» **Task item**:
Set down, exactly as they stand, the lines from the one containing "pixel 1087 122" through the last line of the records below, leaving every picture out.
Top of Dataset excerpts
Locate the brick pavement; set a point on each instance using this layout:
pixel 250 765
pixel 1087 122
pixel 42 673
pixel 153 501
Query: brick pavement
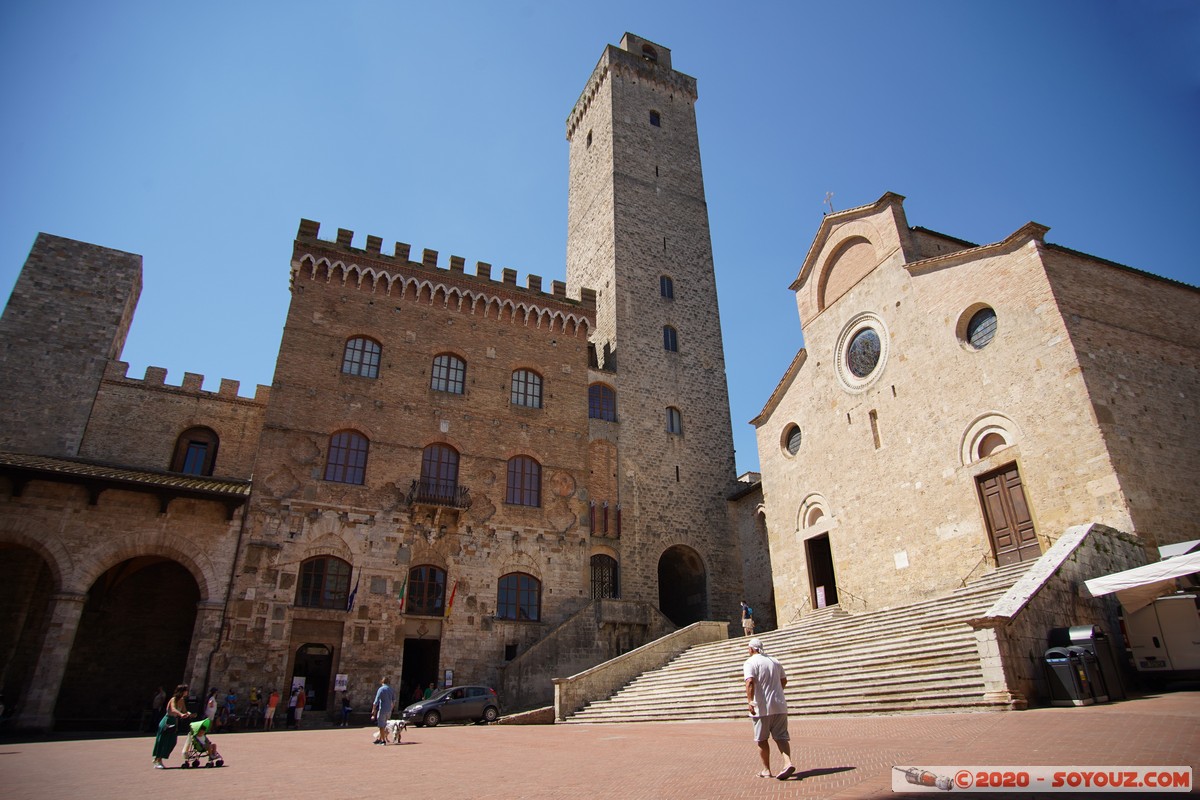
Bottom of Dataset excerpts
» **Exercise answer**:
pixel 1087 122
pixel 42 673
pixel 153 501
Query: brick pavement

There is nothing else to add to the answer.